- Provided information:

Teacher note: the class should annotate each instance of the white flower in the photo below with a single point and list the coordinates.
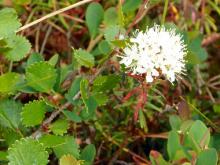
(158, 51)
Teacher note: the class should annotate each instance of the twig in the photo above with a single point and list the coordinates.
(45, 39)
(165, 11)
(140, 14)
(54, 13)
(92, 43)
(55, 113)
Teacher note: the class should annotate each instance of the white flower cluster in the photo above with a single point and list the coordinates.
(158, 51)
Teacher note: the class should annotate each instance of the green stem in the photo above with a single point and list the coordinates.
(164, 12)
(10, 66)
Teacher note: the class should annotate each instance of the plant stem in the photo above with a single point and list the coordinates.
(164, 12)
(10, 66)
(54, 13)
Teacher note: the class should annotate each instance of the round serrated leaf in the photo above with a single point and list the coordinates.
(19, 48)
(41, 76)
(59, 127)
(27, 152)
(10, 114)
(8, 82)
(84, 58)
(33, 113)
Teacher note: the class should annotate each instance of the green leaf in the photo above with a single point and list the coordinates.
(216, 108)
(197, 54)
(88, 154)
(69, 147)
(8, 82)
(173, 144)
(130, 6)
(112, 32)
(72, 116)
(27, 152)
(70, 160)
(104, 47)
(3, 156)
(9, 22)
(41, 76)
(94, 17)
(10, 114)
(198, 136)
(53, 60)
(110, 16)
(51, 141)
(208, 156)
(142, 121)
(101, 98)
(59, 127)
(84, 58)
(33, 113)
(19, 48)
(34, 57)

- Task statement:
Each record above is to be written out exactly; the pictures are not.

- Answer for the task:
Teacher note: the class should annotate each instance of the white flower in the photo below with a single point and list the coordinates.
(158, 51)
Teacher note: the class should annotate each instance of the twig in the photo above with a single point and list the coordinates.
(45, 39)
(165, 11)
(140, 14)
(54, 13)
(92, 43)
(55, 113)
Teacher note: the class should annotate each instance of the white flower cluster in the photo above with a single point and list the coordinates.
(158, 51)
Teacher note: the class should annotate each instance of the green stem in the photo above with a single point and list the coordinates.
(164, 12)
(10, 66)
Teacher note: the class should annotate each instance of the plant stem in the photo above with a single point and list the coordinates.
(164, 12)
(10, 66)
(54, 13)
Teacher note: the class should annotate each instance of the round serrated leaf in the photo above with a single point and list the coordinates.
(19, 48)
(41, 76)
(59, 127)
(27, 152)
(10, 114)
(8, 82)
(84, 58)
(33, 113)
Teacher note: the class should annotate each instance of the green leaf in the photo above with a single point and list the coordinates.
(216, 108)
(197, 54)
(88, 154)
(69, 147)
(8, 82)
(173, 144)
(130, 6)
(112, 32)
(72, 116)
(27, 152)
(70, 160)
(104, 47)
(3, 156)
(9, 22)
(41, 76)
(94, 17)
(10, 114)
(198, 136)
(53, 60)
(110, 16)
(51, 141)
(208, 156)
(142, 121)
(101, 98)
(59, 127)
(84, 58)
(33, 113)
(19, 48)
(34, 57)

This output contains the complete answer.